● **TASK DESCRIPTION**: As you restate the entries, keep every word intact and leave out whatever images they hold.
===============
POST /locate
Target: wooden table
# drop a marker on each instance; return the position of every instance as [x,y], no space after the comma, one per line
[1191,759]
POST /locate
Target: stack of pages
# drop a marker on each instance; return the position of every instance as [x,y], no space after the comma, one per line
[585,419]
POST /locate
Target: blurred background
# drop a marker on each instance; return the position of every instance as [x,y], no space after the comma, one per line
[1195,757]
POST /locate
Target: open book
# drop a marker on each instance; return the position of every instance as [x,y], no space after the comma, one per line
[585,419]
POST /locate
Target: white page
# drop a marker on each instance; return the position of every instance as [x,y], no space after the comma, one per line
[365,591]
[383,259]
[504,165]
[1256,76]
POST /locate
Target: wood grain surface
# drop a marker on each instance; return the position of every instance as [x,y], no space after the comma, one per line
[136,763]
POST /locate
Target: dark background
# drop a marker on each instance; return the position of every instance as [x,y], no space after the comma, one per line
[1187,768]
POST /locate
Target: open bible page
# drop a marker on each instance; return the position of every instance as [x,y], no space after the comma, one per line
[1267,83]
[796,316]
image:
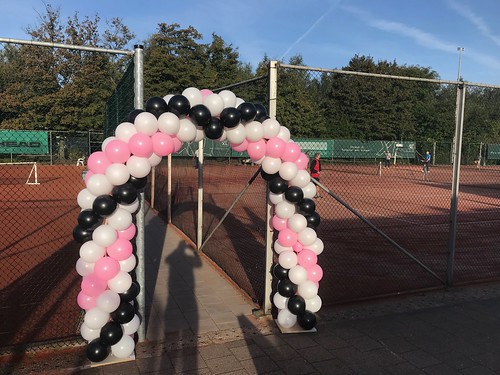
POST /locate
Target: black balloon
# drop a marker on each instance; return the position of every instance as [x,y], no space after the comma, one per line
[82,235]
[125,194]
[307,206]
[313,220]
[104,205]
[124,313]
[307,320]
[179,105]
[214,130]
[280,272]
[294,194]
[131,293]
[247,111]
[268,177]
[296,305]
[96,351]
[286,288]
[138,182]
[200,115]
[261,112]
[278,185]
[111,333]
[156,105]
[88,219]
[230,117]
[133,114]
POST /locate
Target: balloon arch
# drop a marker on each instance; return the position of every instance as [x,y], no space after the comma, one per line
[106,229]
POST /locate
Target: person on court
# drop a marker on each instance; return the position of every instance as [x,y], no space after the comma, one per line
[315,169]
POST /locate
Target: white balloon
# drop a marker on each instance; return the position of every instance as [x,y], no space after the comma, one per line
[138,167]
[85,199]
[279,248]
[123,348]
[106,141]
[288,170]
[121,282]
[286,319]
[131,327]
[168,123]
[154,160]
[301,179]
[91,251]
[98,184]
[95,318]
[193,95]
[276,198]
[280,301]
[287,259]
[271,128]
[128,265]
[284,209]
[307,236]
[117,174]
[108,301]
[146,122]
[124,131]
[317,246]
[214,103]
[228,97]
[271,165]
[297,274]
[104,235]
[89,334]
[236,135]
[314,304]
[84,268]
[297,223]
[254,131]
[187,130]
[309,190]
[132,207]
[307,289]
[120,219]
[284,133]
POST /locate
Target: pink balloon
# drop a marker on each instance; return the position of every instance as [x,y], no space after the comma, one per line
[240,147]
[128,233]
[163,144]
[291,153]
[297,247]
[98,162]
[287,237]
[93,285]
[177,144]
[117,151]
[275,147]
[106,268]
[314,273]
[279,223]
[205,93]
[256,150]
[302,162]
[85,302]
[307,258]
[121,249]
[140,144]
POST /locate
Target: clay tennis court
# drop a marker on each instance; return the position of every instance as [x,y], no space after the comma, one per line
[39,283]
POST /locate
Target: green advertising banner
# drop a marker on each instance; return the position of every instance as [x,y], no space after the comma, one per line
[24,142]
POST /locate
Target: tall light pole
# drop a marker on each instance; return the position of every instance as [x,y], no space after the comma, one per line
[460,50]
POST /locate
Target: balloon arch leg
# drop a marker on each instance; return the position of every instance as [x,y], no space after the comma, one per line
[106,227]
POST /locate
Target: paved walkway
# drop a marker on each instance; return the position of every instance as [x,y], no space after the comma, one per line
[199,323]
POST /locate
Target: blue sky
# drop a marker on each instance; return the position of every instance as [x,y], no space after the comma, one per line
[327,33]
===============
● **EXPECTED ANSWER**:
POST /locate
Target: wooden table
# drop a marker on each instance; return the position of every instance as [x,y], no space after the comma, one per line
[1191,759]
POST /locate
Target: stack of pages
# drop a marker on each instance; return the position of every instance as [x,y], no space after the comma, one per line
[585,419]
POST /locate
Target: blurred background
# drop a marker on each instance; return the position of every instance as [x,y], no space after the comma, one per line
[1195,757]
POST /locate
Target: open book
# drop a marker on each instance; return the position of every instance as [x,y], no space after the comma, one per line
[585,419]
POST /locate
Target: white page
# drop a marker on each instance; return the position of every instance as [x,y], no space after the comma, one per line
[365,591]
[383,259]
[504,165]
[1256,76]
POST /locate
Target: wood grain surface
# drop a marker on each instance; return the position of every instance as [x,y], no space after the comma, one per line
[136,763]
POST /locate
Target: dark background
# drop a marker on each instance; return the position of every instance as [x,y], no space after the comma, one per line
[1187,768]
POST /locate
Target: open bible page
# drop a marker on each instance; return the position of every instance as [x,y], no space after the comma, one per line
[1267,83]
[796,316]
image:
POST /locate
Target: black balloon
# drop a marker on each instance; return the position of every instance as [x,y], no space after the comma, one per line
[82,235]
[125,194]
[307,206]
[313,220]
[104,205]
[124,313]
[307,320]
[179,105]
[214,130]
[280,272]
[294,194]
[131,293]
[247,111]
[268,177]
[296,305]
[96,351]
[286,288]
[138,182]
[200,115]
[261,112]
[278,185]
[111,333]
[156,105]
[88,219]
[230,117]
[133,114]
POST /locate
Target: balloon arch
# drop a marker on each instance; return the position of every instance as [x,y], no space after the comma, one per line
[106,229]
POST /locate
Target: person on court
# drop a marker on each instance; return the position of every instance as [x,y], no space after the comma, one per line
[315,169]
POST /locate
Target: white balloon
# drop a marker on each instance; return the position of every instance as [x,y], no space after the comma, one per line
[138,167]
[85,199]
[279,248]
[123,348]
[106,141]
[288,170]
[121,282]
[286,319]
[131,327]
[168,123]
[154,160]
[301,179]
[91,251]
[98,184]
[95,318]
[193,95]
[276,198]
[280,301]
[287,259]
[271,128]
[128,265]
[284,209]
[307,236]
[117,174]
[108,301]
[146,122]
[124,131]
[317,246]
[214,103]
[228,97]
[271,165]
[297,274]
[104,235]
[89,334]
[236,135]
[314,304]
[84,268]
[297,223]
[254,131]
[187,130]
[309,190]
[132,207]
[307,289]
[120,219]
[284,133]
POST /locate
Target: pink balloon
# drop a marker on each instance; return the position of every instance as [x,y], no space after the comma, one per line
[240,147]
[128,233]
[163,144]
[291,153]
[297,247]
[98,162]
[287,237]
[93,285]
[177,144]
[117,151]
[275,147]
[106,268]
[314,273]
[279,223]
[205,93]
[256,150]
[302,162]
[85,302]
[307,258]
[121,249]
[140,144]
POST /locate
Target: clay tennis court
# drop a marker on each instance; return the position of every instance as [x,y], no space after the comma, one per line
[39,283]
POST /locate
Target: green advertising banner
# drop a marker on each instance; return the position of every instance as [x,y], no space after the comma, one per line
[24,142]
POST /locate
Target: tall light pole
# drop a marker on each instance; return the position of every instance as [x,y], no space after the comma, one per line
[460,50]
POST /locate
Target: balloon arch leg
# drop a marker on each instance; return the position of every instance as [x,y], no space after the comma, one per line
[106,227]
POST /locate
Target: paved walkway
# drop a marker on each instance; return the position of every instance as [x,y], no space after the comma, one per line
[199,323]
POST /locate
Target: blue sky
# drop a marker on each instance; return the position of every instance as [x,y], no space after the comma, one per line
[327,33]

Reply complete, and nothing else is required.